◆ Aim ◆
Retype the data word for word, starting with its first line and ending with the line that contains "[[720, 268], [186, 258], [464, 263], [613, 260], [71, 228]]". Include both of those lines.

◆ Entries shown ◆
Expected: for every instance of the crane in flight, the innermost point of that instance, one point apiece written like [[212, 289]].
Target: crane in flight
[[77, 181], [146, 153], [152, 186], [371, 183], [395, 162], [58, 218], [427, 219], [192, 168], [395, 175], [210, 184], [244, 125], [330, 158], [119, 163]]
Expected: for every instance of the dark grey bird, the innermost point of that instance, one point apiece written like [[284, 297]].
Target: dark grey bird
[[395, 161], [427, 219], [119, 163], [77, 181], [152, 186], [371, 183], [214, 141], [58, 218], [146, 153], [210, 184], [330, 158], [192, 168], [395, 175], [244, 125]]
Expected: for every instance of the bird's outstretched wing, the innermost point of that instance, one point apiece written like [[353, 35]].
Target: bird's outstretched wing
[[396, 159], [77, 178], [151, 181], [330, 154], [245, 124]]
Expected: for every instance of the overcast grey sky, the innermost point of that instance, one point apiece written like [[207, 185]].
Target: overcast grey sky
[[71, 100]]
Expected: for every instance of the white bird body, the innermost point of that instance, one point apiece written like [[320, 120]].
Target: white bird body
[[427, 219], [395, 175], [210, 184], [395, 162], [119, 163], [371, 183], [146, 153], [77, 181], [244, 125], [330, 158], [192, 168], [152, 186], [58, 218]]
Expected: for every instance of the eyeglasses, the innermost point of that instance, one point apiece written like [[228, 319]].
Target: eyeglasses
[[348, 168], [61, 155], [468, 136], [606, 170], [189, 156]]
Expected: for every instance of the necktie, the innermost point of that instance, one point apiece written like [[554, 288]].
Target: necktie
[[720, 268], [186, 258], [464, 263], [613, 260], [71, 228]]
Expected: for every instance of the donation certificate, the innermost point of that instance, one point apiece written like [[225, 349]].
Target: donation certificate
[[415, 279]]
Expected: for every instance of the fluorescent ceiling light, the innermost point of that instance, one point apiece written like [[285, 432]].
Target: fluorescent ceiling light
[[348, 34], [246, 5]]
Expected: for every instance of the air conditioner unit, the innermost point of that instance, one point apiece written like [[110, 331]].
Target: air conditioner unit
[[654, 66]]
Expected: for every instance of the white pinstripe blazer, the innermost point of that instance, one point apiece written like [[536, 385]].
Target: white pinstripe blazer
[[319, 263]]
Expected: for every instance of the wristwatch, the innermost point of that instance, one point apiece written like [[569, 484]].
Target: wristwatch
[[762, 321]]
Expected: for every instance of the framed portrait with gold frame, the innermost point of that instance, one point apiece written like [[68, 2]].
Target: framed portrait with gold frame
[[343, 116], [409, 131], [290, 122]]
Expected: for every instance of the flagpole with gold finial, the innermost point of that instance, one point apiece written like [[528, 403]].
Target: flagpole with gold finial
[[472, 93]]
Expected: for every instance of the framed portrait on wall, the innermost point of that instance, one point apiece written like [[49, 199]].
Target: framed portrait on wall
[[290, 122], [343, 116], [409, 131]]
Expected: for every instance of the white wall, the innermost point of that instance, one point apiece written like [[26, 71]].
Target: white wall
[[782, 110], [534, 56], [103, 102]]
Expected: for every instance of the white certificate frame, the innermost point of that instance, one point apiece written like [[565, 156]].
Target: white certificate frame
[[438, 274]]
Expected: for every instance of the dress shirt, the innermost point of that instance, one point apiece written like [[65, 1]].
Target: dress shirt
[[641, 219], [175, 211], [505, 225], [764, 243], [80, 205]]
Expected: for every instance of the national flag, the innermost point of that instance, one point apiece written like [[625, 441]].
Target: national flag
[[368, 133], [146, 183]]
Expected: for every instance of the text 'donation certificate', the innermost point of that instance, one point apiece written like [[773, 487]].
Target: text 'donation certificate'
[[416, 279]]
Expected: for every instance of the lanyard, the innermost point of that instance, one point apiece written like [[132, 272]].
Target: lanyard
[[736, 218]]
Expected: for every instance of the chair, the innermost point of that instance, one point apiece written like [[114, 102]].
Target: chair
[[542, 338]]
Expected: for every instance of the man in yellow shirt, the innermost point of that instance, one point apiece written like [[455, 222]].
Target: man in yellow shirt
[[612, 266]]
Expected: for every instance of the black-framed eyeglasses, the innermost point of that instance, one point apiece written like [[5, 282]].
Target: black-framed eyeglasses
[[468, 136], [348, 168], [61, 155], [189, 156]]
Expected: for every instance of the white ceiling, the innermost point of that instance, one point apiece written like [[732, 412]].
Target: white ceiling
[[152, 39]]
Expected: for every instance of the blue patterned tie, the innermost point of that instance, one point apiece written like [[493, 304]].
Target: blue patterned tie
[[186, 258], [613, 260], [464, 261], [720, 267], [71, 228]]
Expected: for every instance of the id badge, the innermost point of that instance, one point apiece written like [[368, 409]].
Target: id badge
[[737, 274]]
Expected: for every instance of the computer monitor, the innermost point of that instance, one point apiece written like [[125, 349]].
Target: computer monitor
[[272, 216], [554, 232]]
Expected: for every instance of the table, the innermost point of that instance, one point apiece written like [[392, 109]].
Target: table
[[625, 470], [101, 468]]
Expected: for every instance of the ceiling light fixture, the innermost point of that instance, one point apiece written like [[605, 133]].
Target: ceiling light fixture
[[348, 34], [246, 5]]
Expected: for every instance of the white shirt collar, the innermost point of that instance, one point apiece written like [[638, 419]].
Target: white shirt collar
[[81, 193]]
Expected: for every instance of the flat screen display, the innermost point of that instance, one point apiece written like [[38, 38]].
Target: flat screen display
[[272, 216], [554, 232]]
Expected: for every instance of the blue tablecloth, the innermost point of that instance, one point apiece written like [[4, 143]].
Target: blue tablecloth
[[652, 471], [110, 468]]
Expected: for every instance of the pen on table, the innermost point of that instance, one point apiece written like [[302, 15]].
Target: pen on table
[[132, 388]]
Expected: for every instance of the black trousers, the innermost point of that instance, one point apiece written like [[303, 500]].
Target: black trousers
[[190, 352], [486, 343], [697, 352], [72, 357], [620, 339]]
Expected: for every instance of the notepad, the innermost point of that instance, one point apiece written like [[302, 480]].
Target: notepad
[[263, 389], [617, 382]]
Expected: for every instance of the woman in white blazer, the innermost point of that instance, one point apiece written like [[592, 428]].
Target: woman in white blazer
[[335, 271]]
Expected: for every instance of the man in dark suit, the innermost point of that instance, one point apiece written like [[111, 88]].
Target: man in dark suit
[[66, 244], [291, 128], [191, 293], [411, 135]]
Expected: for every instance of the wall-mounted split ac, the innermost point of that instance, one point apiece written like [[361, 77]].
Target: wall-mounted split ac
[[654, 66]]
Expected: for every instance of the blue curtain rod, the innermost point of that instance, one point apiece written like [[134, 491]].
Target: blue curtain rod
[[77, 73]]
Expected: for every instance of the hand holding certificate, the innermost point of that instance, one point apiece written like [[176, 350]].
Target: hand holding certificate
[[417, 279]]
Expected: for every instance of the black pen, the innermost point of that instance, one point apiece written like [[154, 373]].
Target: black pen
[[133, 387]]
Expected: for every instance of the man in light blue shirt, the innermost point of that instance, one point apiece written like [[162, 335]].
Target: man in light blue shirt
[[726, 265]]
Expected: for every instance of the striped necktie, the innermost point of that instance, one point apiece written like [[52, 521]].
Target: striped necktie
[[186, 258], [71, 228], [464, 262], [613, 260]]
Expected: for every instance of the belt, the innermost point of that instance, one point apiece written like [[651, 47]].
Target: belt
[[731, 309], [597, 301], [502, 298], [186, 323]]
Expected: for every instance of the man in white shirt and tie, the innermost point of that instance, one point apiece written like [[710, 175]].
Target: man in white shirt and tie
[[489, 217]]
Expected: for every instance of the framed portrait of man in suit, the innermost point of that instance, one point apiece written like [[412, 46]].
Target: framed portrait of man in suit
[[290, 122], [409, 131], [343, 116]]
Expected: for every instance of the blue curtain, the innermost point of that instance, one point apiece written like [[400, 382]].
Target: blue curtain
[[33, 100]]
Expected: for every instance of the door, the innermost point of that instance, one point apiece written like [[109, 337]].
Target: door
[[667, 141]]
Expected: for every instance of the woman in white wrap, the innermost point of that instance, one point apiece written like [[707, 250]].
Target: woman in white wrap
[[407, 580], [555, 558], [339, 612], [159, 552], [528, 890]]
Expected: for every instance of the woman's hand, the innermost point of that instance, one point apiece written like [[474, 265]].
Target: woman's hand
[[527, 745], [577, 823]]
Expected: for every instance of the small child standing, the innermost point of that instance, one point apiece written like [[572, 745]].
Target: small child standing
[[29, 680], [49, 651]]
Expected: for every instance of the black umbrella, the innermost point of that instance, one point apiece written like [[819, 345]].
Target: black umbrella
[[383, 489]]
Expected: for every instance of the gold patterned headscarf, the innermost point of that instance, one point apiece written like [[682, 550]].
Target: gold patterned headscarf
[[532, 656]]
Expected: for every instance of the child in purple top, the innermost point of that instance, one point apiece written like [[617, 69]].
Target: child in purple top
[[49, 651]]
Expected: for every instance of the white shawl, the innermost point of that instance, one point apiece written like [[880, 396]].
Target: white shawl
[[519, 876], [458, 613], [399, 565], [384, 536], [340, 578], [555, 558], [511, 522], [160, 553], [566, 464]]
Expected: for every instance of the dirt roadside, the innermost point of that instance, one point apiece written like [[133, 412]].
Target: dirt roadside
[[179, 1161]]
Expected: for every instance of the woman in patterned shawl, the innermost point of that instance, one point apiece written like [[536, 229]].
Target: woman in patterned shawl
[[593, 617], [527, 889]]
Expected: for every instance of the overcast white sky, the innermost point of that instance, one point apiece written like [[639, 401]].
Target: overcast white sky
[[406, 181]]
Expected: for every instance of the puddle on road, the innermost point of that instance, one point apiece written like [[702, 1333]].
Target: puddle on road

◆ Result for this task ◆
Expected: for every instance of the crane in flight, the innermost point of that instance, one point apiece written like [[212, 289]].
Target: crane in flight
[[77, 181], [146, 153], [152, 186], [371, 183], [395, 162], [58, 218], [427, 219], [192, 168], [395, 175], [210, 184], [244, 125], [330, 158], [119, 163]]
Expected: for every instance of the dark grey bird, the innermost point of that instance, one point apiece written like [[284, 297]].
Target: dark grey bird
[[395, 161], [427, 219], [119, 163], [77, 181], [152, 186], [371, 183], [214, 141], [58, 218], [146, 153], [210, 184], [330, 158], [192, 168], [395, 175], [244, 125]]
Expected: for every instance of the bird's outstretched wing, the innermost point of that instance, one point apiece written like [[353, 35]].
Target: bird's outstretched wing
[[396, 159], [77, 178], [151, 181], [330, 154], [245, 124]]
Expected: for every instance of the overcast grey sky, the innermost point of that instance, one point apiece written like [[207, 185]].
Target: overcast grey sky
[[71, 100]]
Expected: for every instance of the white bird body, the innermost point of that instance, one point apiece written like [[320, 120]].
Target: white bird body
[[427, 219], [395, 175], [210, 184], [395, 162], [119, 163], [371, 183], [146, 153], [77, 181], [244, 125], [330, 158], [192, 168], [152, 186], [58, 218]]
Expected: for every instance of the eyeglasses, the innermost point of that instance, one point apiece written like [[228, 319]].
Target: eyeglasses
[[348, 168], [61, 155], [468, 136], [606, 170], [189, 156]]
Expected: for every instance of the necktie, the innermost point of that instance, one point apiece written like [[554, 288]].
Target: necktie
[[720, 268], [186, 258], [464, 263], [613, 260], [71, 228]]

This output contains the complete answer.